Please render the material below as a JSON list of strings, one string per line, with blank lines left out.

---+---

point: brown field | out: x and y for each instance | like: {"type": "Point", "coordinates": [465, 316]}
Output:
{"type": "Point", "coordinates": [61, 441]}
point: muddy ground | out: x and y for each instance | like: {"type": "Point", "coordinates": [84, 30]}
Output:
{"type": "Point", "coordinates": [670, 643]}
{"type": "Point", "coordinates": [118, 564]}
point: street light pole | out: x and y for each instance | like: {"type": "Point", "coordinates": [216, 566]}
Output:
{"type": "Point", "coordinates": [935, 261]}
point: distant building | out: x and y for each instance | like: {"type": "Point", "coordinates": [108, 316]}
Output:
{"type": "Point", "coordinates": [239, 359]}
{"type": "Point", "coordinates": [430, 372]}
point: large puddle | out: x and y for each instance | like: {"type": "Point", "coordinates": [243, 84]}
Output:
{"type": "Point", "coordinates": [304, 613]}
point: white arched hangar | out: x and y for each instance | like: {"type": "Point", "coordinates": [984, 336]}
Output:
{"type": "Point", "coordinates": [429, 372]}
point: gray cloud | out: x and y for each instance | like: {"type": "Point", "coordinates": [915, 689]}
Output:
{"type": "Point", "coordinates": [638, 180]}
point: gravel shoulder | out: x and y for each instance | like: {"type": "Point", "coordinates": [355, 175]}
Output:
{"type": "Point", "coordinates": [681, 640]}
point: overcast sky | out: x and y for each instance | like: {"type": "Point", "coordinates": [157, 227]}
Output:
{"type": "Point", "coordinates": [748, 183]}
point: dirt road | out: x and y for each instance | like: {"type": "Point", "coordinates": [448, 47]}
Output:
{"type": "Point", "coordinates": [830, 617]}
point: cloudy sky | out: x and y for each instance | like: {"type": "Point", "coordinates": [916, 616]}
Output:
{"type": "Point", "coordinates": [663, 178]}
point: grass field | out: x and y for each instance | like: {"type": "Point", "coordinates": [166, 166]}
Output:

---+---

#### TASK RESULT:
[
  "point: brown field | out: x and y for each instance | like: {\"type\": \"Point\", \"coordinates\": [465, 316]}",
  "Output:",
  "{\"type\": \"Point\", \"coordinates\": [61, 441]}",
  "point: muddy ground | out: x and y for each instance | like: {\"type\": \"Point\", \"coordinates\": [84, 30]}",
  "Output:",
  "{\"type\": \"Point\", \"coordinates\": [670, 643]}",
  "{\"type\": \"Point\", \"coordinates\": [118, 564]}",
  "point: street light pole | out: x and y for each instance | like: {\"type\": \"Point\", \"coordinates\": [216, 566]}",
  "Output:",
  "{\"type\": \"Point\", \"coordinates\": [935, 261]}",
  "point: distant building | out: x and y for each instance | like: {\"type\": \"Point\", \"coordinates\": [108, 316]}",
  "Output:",
  "{\"type\": \"Point\", \"coordinates\": [239, 359]}",
  "{\"type\": \"Point\", \"coordinates\": [430, 372]}",
  "point: large puddle | out: x and y for each instance | like: {\"type\": \"Point\", \"coordinates\": [243, 84]}",
  "Output:",
  "{\"type\": \"Point\", \"coordinates\": [304, 613]}",
  "point: white arched hangar | out: x and y for each instance | like: {\"type\": \"Point\", \"coordinates\": [984, 336]}",
  "Output:",
  "{\"type\": \"Point\", \"coordinates\": [429, 372]}",
  "point: gray cloud | out: x and y for each instance | like: {\"type\": \"Point\", \"coordinates\": [915, 689]}",
  "Output:",
  "{\"type\": \"Point\", \"coordinates\": [638, 180]}",
  "point: gravel shoulder | out: x and y for each instance | like: {\"type\": \"Point\", \"coordinates\": [355, 175]}",
  "Output:",
  "{\"type\": \"Point\", \"coordinates\": [681, 640]}",
  "point: overcast sky | out: x and y for each instance | like: {\"type\": \"Point\", \"coordinates\": [157, 227]}",
  "Output:",
  "{\"type\": \"Point\", \"coordinates\": [748, 183]}",
  "point: dirt road | out: x and y for each instance | like: {\"type\": \"Point\", \"coordinates\": [448, 47]}",
  "Output:",
  "{\"type\": \"Point\", \"coordinates\": [830, 617]}",
  "point: cloudy sky | out: x and y for each instance | like: {\"type\": \"Point\", \"coordinates\": [916, 616]}",
  "Output:",
  "{\"type\": \"Point\", \"coordinates\": [663, 178]}",
  "point: grass field | out: x and y for each instance | like: {\"type\": \"Point\", \"coordinates\": [166, 166]}",
  "Output:"
]